╭─ RECORDS FOR THE EXERCISE

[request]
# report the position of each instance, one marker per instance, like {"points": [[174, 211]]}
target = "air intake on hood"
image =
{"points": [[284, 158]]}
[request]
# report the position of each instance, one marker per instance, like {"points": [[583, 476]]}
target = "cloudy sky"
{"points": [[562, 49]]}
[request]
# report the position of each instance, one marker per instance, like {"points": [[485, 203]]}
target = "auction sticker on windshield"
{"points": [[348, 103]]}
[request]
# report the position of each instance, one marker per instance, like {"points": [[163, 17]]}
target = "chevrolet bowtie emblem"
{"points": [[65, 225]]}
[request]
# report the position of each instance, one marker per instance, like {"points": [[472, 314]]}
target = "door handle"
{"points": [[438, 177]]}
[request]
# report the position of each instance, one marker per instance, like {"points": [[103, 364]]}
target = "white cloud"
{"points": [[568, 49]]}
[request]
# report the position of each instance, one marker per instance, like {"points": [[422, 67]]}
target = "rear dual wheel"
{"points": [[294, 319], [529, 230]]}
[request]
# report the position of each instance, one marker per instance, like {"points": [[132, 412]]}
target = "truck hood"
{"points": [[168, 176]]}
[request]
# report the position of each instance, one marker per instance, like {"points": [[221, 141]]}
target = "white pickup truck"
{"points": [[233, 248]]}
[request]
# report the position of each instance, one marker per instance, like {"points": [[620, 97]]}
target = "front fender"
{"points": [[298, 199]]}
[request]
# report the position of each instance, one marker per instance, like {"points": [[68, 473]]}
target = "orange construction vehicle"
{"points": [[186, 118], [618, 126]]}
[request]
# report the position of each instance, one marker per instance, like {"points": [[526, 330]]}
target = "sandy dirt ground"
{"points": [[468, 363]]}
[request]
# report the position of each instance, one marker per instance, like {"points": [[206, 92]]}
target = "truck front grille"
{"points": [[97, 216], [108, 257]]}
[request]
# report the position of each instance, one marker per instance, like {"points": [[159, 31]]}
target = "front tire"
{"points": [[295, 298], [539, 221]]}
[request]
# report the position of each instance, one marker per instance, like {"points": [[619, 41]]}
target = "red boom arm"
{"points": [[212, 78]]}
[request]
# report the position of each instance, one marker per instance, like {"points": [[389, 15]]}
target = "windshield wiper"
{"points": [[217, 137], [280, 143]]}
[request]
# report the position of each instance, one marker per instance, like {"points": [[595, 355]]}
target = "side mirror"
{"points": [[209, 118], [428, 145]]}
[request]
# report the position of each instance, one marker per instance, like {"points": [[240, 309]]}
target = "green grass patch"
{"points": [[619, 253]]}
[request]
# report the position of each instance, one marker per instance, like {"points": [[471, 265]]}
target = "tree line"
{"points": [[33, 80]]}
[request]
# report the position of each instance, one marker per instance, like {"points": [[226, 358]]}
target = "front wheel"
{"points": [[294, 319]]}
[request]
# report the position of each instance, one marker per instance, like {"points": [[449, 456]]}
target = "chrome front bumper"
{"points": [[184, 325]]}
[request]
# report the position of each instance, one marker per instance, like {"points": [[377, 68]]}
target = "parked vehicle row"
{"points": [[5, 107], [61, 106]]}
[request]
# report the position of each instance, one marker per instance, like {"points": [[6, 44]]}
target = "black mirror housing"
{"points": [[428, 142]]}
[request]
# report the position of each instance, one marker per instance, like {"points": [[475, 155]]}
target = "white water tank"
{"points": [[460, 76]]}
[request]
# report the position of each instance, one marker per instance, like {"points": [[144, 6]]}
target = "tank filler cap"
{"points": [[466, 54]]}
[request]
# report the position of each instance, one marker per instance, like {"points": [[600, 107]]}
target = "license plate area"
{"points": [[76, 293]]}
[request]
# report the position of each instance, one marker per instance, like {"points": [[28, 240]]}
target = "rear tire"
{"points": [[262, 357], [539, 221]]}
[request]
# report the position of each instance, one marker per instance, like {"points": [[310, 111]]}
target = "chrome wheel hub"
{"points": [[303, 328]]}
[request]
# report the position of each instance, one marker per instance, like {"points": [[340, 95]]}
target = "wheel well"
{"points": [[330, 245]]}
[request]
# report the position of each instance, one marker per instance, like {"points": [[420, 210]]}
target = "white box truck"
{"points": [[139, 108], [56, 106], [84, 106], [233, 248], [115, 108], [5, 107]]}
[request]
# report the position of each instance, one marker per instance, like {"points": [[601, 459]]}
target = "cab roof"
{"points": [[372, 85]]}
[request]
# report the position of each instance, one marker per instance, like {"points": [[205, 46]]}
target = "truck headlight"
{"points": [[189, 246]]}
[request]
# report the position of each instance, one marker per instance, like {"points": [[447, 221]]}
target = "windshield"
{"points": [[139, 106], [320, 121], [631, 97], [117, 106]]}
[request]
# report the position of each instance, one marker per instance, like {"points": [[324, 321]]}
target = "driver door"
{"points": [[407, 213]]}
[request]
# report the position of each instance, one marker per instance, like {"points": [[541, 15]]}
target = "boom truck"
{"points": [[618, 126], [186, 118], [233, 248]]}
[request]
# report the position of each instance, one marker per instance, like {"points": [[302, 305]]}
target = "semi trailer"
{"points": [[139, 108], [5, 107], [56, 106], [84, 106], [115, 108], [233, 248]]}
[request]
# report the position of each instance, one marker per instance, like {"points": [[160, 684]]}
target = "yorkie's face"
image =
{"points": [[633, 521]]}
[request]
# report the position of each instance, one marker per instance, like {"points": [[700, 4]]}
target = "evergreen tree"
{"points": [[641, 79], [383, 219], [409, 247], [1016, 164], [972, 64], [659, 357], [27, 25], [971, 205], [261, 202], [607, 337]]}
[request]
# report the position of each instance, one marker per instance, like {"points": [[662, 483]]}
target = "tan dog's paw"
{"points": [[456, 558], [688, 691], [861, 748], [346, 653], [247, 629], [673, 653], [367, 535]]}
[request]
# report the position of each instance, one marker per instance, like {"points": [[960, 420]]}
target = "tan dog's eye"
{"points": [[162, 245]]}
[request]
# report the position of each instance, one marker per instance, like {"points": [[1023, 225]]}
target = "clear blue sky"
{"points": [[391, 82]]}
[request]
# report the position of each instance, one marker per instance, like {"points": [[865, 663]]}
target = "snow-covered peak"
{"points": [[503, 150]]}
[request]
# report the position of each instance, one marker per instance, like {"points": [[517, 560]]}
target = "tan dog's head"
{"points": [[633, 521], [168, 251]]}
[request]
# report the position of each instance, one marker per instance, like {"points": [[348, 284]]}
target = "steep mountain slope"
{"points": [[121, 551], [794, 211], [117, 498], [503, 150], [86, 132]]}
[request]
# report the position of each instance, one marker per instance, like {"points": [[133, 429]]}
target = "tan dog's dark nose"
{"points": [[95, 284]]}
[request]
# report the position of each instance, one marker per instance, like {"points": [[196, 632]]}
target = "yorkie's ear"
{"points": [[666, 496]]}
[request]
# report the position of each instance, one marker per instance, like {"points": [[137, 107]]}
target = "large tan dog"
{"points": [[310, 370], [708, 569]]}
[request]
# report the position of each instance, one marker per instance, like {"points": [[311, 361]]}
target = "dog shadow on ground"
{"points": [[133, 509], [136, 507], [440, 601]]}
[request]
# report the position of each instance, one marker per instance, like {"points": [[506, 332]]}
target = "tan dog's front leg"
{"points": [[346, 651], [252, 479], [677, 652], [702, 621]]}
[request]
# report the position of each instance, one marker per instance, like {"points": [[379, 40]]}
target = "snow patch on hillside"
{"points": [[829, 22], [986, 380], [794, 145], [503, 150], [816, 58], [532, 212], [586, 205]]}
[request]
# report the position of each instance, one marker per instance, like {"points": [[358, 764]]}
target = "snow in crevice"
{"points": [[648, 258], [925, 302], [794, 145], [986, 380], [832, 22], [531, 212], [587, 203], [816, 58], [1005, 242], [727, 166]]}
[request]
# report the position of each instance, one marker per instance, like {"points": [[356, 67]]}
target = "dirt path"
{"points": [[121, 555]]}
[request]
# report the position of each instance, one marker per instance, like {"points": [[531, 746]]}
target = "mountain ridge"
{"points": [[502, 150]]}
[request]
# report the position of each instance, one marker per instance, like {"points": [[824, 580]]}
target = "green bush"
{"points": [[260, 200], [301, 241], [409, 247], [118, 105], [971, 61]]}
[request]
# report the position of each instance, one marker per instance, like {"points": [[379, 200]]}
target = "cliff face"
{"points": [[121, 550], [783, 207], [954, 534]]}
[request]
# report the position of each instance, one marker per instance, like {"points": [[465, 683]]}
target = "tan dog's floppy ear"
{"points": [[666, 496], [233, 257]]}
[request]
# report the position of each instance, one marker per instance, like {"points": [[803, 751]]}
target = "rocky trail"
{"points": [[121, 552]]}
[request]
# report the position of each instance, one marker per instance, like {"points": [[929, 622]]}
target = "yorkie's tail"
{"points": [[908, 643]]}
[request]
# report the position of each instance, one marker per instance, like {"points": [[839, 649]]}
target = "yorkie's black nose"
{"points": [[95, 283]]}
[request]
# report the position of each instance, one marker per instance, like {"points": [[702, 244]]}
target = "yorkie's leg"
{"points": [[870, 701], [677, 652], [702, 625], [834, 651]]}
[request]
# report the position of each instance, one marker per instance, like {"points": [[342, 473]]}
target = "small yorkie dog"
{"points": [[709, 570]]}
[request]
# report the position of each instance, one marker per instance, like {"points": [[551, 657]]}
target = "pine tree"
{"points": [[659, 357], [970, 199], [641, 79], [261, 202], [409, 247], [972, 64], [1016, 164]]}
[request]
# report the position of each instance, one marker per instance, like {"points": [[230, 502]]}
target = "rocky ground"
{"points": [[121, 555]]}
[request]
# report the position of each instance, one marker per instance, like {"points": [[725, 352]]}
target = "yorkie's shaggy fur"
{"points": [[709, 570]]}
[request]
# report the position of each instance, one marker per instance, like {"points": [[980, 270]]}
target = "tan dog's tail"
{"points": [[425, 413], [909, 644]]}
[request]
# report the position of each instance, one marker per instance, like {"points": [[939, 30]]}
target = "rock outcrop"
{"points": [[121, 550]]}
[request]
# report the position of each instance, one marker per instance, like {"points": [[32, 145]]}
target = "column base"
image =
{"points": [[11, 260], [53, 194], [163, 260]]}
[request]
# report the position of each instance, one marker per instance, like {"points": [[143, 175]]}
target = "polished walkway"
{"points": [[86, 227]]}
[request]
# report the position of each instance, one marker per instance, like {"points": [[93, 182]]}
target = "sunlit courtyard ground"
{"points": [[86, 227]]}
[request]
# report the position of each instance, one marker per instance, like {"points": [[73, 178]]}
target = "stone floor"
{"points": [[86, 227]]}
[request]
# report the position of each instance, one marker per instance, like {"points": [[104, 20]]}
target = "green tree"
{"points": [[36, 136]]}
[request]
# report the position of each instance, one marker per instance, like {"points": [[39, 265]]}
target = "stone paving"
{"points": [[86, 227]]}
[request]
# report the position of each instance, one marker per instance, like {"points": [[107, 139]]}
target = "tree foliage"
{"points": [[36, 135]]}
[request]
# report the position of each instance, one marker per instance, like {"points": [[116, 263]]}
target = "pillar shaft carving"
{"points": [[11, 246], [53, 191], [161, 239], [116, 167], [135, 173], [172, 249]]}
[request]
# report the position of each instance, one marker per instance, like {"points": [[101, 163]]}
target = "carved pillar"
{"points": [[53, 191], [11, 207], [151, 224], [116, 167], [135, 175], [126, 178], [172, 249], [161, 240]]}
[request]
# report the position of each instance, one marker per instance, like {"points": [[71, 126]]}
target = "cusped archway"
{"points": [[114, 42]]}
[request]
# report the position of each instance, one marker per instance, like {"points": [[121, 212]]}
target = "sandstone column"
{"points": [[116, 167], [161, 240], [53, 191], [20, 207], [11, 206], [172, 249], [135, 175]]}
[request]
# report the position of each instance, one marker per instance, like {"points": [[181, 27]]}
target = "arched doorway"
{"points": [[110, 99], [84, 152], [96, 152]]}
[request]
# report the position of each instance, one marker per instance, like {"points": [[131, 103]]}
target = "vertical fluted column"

╰─

WHAT THE TASK ASKS — Pull out every line of the items that contains the word "dirt", and copy each such line.

WORKED ANSWER —
target = "sandy dirt ground"
target = "dirt path"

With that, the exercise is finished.